[Records of labeled points]
+===+

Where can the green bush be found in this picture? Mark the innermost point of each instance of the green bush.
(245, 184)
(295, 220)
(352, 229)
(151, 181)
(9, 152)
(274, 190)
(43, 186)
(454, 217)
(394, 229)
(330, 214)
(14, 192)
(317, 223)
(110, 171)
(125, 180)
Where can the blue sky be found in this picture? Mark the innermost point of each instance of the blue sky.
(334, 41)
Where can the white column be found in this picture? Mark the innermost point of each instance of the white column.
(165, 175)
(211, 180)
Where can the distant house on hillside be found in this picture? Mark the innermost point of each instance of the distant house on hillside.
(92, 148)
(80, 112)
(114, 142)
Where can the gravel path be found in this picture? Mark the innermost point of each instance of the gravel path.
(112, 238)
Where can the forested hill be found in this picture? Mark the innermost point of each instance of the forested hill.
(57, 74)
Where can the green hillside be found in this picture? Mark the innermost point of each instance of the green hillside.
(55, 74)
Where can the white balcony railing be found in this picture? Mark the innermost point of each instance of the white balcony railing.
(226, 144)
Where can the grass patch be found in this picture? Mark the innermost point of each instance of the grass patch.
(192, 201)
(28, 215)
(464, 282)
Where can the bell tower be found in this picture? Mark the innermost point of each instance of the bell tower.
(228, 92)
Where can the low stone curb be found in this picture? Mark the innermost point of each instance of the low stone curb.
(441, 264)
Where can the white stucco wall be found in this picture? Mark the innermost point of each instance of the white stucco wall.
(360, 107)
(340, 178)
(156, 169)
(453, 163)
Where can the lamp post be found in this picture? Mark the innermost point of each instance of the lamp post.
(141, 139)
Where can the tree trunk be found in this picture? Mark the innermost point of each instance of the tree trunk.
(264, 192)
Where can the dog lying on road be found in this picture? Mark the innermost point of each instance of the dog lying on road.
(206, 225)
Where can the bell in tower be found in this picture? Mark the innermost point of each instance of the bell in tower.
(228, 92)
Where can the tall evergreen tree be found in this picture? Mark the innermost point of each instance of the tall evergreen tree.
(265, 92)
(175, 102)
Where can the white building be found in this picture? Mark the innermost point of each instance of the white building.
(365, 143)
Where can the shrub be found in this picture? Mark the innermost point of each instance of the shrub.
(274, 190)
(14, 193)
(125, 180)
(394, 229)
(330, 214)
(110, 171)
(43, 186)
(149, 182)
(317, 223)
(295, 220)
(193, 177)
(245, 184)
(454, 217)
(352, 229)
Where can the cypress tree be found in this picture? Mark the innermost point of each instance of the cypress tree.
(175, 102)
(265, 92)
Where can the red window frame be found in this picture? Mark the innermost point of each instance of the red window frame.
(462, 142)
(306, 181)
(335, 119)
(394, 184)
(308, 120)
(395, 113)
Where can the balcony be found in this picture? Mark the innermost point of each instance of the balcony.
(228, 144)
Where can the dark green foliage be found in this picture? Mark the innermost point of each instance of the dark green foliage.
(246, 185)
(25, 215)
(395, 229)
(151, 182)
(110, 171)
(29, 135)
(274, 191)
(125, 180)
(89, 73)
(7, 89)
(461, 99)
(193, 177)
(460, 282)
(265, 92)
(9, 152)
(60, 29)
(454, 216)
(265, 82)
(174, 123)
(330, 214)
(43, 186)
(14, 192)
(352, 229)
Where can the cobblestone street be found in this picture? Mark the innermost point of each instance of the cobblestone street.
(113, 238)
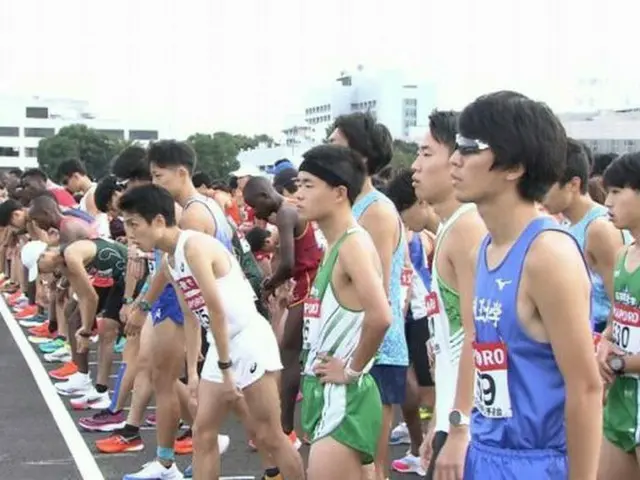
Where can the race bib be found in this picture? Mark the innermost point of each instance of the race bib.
(625, 328)
(492, 397)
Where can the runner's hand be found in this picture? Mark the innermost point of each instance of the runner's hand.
(82, 342)
(450, 462)
(426, 448)
(331, 370)
(605, 350)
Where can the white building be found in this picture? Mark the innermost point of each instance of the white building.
(24, 121)
(396, 102)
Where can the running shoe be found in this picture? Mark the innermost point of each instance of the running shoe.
(104, 421)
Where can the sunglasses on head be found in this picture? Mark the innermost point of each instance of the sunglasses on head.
(469, 146)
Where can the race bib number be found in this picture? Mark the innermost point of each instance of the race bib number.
(625, 328)
(492, 397)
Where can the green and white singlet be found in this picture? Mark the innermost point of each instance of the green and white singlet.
(445, 324)
(350, 414)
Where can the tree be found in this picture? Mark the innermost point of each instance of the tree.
(78, 141)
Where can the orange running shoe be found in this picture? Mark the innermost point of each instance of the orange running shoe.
(64, 371)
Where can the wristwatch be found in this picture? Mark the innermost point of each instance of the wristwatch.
(617, 364)
(458, 419)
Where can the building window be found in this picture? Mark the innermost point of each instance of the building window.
(9, 152)
(113, 134)
(9, 131)
(37, 112)
(143, 134)
(39, 132)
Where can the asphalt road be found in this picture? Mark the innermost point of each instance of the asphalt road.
(33, 448)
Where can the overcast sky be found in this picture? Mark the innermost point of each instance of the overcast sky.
(245, 65)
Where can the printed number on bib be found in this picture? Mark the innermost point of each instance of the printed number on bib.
(492, 397)
(626, 328)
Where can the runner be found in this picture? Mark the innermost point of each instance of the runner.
(299, 257)
(538, 396)
(377, 215)
(346, 318)
(619, 351)
(450, 309)
(215, 291)
(598, 239)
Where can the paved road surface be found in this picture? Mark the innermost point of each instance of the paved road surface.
(33, 448)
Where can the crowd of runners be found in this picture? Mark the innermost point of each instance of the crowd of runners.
(489, 293)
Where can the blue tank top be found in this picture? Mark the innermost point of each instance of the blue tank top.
(416, 253)
(600, 303)
(534, 386)
(393, 350)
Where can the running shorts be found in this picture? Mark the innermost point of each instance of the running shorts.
(621, 414)
(254, 351)
(167, 306)
(350, 414)
(484, 462)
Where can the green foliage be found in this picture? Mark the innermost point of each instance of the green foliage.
(216, 152)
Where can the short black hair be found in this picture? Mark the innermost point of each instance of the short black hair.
(623, 172)
(346, 167)
(35, 172)
(69, 167)
(286, 180)
(443, 126)
(600, 163)
(201, 178)
(257, 238)
(520, 132)
(400, 190)
(6, 211)
(149, 201)
(171, 153)
(371, 139)
(105, 189)
(577, 165)
(131, 164)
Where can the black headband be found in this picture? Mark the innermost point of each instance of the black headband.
(325, 174)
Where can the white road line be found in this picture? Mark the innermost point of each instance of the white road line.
(75, 443)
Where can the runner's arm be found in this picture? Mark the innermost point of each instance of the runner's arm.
(74, 257)
(379, 223)
(559, 286)
(200, 260)
(355, 258)
(466, 235)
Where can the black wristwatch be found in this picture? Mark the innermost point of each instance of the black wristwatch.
(225, 365)
(617, 364)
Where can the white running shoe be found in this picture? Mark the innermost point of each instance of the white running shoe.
(76, 384)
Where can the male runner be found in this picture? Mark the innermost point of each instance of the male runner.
(299, 258)
(450, 306)
(619, 351)
(377, 215)
(216, 293)
(346, 317)
(538, 396)
(74, 176)
(598, 239)
(87, 264)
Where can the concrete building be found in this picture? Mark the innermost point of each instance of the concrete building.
(615, 131)
(395, 101)
(24, 121)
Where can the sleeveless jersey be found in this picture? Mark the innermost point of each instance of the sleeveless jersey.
(328, 326)
(445, 325)
(600, 303)
(520, 392)
(626, 309)
(234, 291)
(393, 350)
(307, 254)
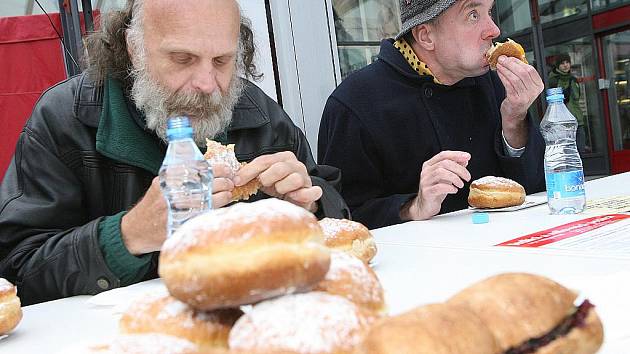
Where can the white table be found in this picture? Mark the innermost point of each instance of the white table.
(417, 262)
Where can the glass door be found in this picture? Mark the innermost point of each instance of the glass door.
(617, 63)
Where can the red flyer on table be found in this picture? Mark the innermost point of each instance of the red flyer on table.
(611, 232)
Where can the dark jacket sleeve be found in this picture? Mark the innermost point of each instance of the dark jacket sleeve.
(328, 178)
(528, 169)
(48, 247)
(343, 142)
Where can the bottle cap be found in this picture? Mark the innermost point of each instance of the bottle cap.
(480, 218)
(555, 95)
(178, 128)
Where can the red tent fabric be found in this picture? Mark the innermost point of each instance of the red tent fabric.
(30, 61)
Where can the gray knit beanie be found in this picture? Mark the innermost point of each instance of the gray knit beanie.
(416, 12)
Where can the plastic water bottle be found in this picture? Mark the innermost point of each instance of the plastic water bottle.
(563, 167)
(185, 176)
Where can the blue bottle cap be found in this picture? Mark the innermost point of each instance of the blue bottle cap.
(178, 128)
(555, 94)
(480, 218)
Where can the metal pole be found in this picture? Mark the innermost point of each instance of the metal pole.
(69, 10)
(87, 15)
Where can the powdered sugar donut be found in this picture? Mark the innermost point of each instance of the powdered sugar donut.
(495, 192)
(10, 307)
(167, 315)
(351, 278)
(313, 323)
(244, 254)
(349, 236)
(224, 154)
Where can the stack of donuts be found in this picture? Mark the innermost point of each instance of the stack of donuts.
(307, 297)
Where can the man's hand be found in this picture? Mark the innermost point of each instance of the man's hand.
(283, 176)
(143, 228)
(522, 85)
(222, 185)
(441, 175)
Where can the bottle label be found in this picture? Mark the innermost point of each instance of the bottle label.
(565, 184)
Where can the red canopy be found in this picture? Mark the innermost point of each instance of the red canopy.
(30, 61)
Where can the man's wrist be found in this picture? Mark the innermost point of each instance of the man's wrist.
(409, 210)
(514, 132)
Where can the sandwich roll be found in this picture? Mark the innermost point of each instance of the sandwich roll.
(532, 314)
(508, 48)
(435, 328)
(243, 254)
(495, 192)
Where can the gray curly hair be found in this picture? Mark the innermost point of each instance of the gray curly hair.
(106, 49)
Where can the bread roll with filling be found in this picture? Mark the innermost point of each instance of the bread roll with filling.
(430, 329)
(243, 254)
(10, 307)
(519, 308)
(167, 315)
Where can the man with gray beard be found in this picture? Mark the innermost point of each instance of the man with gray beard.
(81, 210)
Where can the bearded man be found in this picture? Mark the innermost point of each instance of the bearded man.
(80, 207)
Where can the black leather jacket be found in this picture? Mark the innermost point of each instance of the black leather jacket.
(59, 186)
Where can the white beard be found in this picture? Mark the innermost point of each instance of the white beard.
(210, 114)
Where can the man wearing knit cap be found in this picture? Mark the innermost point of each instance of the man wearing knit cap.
(411, 130)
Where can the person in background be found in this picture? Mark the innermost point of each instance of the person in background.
(81, 210)
(561, 77)
(411, 130)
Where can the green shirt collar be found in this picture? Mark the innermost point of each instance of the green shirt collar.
(120, 138)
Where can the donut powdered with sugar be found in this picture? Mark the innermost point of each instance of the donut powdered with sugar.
(495, 192)
(314, 323)
(243, 254)
(224, 154)
(151, 343)
(10, 307)
(349, 236)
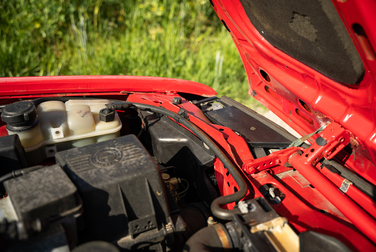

+===+

Problem details: Find each line in the records above that contains the word "wristwatch" and copy it out.

Correct output:
Where can the wristwatch be found in this picture? Mark the innermost point of each instance of the wristwatch.
Where can the black wristwatch be found in this picture? Mark the innermost point of each instance of the black wristwatch.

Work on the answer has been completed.